* Work instructions *
Output every line below exactly.

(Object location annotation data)

☆ ☆ ☆ ☆ ☆

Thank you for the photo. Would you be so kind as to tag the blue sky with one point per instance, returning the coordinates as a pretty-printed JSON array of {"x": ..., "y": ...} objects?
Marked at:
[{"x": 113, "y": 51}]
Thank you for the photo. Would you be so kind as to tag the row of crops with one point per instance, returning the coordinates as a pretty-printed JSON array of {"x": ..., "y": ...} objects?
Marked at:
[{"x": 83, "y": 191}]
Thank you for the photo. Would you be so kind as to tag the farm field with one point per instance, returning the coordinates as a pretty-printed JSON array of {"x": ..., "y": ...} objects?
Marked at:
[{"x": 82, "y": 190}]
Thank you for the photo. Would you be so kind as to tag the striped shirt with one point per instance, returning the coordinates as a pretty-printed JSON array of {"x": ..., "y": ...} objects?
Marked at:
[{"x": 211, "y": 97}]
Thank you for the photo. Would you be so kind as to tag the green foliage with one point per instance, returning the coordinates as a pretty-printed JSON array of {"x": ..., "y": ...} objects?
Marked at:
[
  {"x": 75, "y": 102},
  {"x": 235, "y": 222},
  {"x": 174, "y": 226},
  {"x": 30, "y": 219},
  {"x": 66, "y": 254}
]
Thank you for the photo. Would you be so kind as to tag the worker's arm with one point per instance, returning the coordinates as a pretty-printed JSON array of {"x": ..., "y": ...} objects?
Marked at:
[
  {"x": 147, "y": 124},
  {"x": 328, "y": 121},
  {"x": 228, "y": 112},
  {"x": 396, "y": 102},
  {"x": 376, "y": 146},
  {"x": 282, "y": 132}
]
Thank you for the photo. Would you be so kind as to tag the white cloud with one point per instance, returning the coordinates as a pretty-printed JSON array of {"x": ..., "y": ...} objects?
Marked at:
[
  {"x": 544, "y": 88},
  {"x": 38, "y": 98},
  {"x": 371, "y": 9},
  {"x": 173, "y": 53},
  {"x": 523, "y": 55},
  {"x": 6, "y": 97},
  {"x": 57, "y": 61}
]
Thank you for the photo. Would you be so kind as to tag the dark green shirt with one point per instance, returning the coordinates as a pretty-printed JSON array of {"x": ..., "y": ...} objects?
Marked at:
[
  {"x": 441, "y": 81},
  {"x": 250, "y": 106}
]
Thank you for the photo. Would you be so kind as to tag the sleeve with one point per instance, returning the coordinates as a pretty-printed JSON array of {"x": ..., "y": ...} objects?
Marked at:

☆ ☆ ☆ ☆ ☆

* Correct response *
Thank you for the photo. Would you be so kind as to tag the blue sky with one point per instance, returning the coordinates as a pretty-printed JSON array of {"x": ..., "y": ...} objects?
Marked at:
[{"x": 113, "y": 51}]
Thank you for the photo. Would you be so kind as to tag the row of crops with one point per instance, returning the coordinates as a pretty-printed JSON array of {"x": ..., "y": ...} objects?
Marked at:
[{"x": 83, "y": 191}]
Thank you for the photo. Would you be so kind as to tag the farm field with one point per instance, returning the coordinates as a pretty-printed JSON array of {"x": ..., "y": ...} objects?
Marked at:
[{"x": 82, "y": 190}]
Thank you for the photo. Would you be so kind as to tag the striped shirt with one point per instance, returning the coordinates as a pretty-printed JSON array of {"x": ..., "y": ...} objects?
Marked at:
[{"x": 211, "y": 97}]
Thank you for the photo. Would you be so kind as to tag the green foliage with one point per instance, returning the coordinates as a pretty-printed JSON array of {"x": ..., "y": ...} objects?
Marked at:
[
  {"x": 75, "y": 102},
  {"x": 235, "y": 222},
  {"x": 174, "y": 226},
  {"x": 30, "y": 219},
  {"x": 66, "y": 254}
]
Thank you for the photo. Would you be so kind as to tag the worker's arm with one point per instance, returning the coordinates as a pretty-printed JSON array of {"x": ..., "y": ...} objects?
Marked at:
[
  {"x": 147, "y": 124},
  {"x": 328, "y": 121},
  {"x": 228, "y": 112},
  {"x": 396, "y": 102},
  {"x": 376, "y": 146},
  {"x": 282, "y": 132}
]
Thank you for the photo. Would you be so kind as to tag the white cloud with one point per instance, returning the coordinates as a pretty-printed JSON array of {"x": ..., "y": ...} objects?
Marked at:
[
  {"x": 544, "y": 88},
  {"x": 38, "y": 98},
  {"x": 371, "y": 9},
  {"x": 173, "y": 53},
  {"x": 523, "y": 55},
  {"x": 6, "y": 97},
  {"x": 57, "y": 61}
]
Thank you for the photo. Would you be so kind as to tag the dark green shirt with one point per instance, returning the coordinates as a pretty-printed JSON array of {"x": ..., "y": ...} objects?
Marked at:
[
  {"x": 441, "y": 81},
  {"x": 250, "y": 106}
]
Thank you for the photo. Would you be so kind as to tag the sleeve with one point per instance, returning the coordinates as a pretty-printed JSON array of {"x": ..., "y": ...} objects?
Marked at:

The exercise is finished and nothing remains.